Start of Items

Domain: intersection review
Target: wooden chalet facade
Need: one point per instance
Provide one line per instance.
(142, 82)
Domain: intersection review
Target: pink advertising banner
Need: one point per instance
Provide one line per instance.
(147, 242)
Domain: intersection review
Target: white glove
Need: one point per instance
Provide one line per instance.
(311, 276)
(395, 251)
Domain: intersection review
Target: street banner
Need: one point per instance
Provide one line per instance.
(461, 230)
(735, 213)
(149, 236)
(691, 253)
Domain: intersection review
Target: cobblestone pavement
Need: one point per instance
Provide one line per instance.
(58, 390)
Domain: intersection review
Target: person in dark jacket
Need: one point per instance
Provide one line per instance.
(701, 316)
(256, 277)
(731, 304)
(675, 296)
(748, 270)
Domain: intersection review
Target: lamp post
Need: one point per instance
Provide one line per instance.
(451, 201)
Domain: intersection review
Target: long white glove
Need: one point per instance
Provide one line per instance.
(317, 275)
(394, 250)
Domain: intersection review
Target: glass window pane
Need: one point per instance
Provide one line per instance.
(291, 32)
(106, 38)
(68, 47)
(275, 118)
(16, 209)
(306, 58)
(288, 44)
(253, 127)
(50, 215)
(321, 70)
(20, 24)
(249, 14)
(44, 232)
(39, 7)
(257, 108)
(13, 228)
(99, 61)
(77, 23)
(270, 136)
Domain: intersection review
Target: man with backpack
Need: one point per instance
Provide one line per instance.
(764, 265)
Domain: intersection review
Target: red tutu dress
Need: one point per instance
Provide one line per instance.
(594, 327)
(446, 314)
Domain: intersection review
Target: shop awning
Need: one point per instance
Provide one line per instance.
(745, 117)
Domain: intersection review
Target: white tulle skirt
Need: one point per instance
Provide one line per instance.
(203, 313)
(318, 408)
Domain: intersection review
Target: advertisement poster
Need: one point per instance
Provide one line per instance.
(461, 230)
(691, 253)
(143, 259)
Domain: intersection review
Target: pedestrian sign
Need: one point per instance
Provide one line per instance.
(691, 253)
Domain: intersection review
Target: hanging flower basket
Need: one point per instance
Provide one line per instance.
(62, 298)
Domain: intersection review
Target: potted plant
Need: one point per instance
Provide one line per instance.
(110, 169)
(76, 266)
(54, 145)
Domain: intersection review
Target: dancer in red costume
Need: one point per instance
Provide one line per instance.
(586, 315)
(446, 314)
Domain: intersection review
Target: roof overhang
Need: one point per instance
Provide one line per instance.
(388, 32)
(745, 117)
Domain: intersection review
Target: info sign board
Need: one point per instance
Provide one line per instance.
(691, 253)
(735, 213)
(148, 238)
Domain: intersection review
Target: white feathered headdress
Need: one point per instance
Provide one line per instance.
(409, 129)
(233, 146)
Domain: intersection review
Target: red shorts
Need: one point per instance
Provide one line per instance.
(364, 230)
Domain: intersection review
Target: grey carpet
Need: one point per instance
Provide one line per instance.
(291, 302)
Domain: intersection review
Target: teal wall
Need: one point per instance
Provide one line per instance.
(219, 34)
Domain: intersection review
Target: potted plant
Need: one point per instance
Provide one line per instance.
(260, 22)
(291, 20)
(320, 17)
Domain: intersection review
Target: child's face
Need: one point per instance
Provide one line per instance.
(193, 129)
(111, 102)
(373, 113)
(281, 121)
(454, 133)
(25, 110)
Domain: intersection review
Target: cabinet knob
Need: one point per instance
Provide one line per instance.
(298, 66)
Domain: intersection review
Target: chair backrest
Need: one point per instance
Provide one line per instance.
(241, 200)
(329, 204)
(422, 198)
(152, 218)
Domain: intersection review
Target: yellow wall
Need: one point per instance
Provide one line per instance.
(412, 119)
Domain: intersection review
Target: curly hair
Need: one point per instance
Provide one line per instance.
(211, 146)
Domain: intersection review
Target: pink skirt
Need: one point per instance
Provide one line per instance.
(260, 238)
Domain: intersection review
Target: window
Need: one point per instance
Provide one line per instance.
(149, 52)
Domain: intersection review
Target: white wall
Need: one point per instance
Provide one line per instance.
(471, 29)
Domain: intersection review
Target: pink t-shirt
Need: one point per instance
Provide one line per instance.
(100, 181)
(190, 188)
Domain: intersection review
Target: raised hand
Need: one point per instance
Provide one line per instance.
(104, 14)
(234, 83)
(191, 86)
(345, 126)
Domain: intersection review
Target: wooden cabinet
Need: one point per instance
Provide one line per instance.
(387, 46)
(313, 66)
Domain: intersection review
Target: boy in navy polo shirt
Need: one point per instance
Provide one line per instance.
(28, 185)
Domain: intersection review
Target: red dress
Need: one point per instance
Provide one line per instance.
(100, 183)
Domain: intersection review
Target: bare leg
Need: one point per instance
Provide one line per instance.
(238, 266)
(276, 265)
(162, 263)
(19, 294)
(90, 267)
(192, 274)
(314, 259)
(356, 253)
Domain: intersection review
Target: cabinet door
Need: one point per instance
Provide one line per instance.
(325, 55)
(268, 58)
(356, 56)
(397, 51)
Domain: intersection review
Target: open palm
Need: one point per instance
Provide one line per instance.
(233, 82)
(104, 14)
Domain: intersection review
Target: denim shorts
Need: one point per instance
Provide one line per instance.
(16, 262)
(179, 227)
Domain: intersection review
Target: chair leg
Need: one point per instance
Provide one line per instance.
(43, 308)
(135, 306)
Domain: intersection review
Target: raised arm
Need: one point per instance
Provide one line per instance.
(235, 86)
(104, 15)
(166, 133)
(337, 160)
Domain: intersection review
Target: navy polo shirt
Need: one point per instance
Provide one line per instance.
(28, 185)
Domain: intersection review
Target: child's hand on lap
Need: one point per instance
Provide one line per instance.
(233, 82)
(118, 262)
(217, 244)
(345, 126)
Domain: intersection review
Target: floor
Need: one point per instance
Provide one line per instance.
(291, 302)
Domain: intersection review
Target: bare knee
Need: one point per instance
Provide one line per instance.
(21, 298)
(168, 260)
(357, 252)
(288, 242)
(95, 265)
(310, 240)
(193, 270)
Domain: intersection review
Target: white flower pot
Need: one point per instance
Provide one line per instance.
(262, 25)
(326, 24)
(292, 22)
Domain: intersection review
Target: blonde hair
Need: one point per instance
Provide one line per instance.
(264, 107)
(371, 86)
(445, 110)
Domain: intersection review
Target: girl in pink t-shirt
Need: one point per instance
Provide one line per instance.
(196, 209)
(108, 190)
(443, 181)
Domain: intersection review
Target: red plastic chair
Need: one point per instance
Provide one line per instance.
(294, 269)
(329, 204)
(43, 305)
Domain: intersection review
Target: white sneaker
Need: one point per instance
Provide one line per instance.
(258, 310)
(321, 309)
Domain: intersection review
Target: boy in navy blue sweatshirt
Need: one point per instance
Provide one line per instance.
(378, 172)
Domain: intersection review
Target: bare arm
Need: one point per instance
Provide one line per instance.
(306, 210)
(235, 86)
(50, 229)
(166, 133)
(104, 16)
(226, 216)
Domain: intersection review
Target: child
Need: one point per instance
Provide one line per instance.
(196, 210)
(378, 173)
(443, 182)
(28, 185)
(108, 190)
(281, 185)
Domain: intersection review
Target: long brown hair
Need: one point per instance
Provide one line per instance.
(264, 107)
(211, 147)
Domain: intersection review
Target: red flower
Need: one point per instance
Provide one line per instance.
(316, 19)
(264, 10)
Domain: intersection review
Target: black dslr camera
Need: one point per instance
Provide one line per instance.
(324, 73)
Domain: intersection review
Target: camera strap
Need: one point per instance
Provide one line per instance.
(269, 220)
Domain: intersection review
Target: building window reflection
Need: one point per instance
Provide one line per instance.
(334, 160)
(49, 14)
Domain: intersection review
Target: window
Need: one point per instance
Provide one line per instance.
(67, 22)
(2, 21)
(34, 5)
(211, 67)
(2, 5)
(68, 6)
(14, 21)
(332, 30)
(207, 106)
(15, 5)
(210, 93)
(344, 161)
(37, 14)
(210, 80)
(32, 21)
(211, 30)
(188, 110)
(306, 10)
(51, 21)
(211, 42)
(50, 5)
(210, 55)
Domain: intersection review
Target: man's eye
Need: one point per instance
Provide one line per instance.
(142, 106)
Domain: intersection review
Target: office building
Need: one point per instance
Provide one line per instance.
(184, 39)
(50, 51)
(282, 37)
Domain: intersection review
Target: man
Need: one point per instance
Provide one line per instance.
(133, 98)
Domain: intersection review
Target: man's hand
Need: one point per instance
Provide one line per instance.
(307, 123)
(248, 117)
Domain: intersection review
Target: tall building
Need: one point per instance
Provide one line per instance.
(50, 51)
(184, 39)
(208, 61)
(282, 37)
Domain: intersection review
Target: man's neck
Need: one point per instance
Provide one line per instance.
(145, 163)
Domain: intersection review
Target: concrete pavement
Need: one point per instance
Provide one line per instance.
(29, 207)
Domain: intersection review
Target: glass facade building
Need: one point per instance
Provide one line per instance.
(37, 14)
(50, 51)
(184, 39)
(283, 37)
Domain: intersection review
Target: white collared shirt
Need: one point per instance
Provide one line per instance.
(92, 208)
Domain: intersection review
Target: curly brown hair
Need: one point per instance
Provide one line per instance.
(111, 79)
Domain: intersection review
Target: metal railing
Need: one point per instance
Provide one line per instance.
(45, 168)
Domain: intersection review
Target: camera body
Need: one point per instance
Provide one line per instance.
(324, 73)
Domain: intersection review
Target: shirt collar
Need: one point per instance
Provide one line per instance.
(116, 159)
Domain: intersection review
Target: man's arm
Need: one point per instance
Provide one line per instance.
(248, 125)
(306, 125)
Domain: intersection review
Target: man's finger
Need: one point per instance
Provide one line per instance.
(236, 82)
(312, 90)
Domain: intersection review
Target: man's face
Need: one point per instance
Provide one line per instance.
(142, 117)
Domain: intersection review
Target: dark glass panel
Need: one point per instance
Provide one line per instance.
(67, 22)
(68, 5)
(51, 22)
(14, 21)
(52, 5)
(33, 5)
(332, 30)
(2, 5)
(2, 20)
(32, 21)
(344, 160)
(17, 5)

End of Items

:: Written problem ::
Pull out each line of the data that contains the word "pink" and list those lines.

:: Output ::
Target: pink advertising banner
Target: pink skirt
Target: pink t-shirt
Target: girl in pink t-shirt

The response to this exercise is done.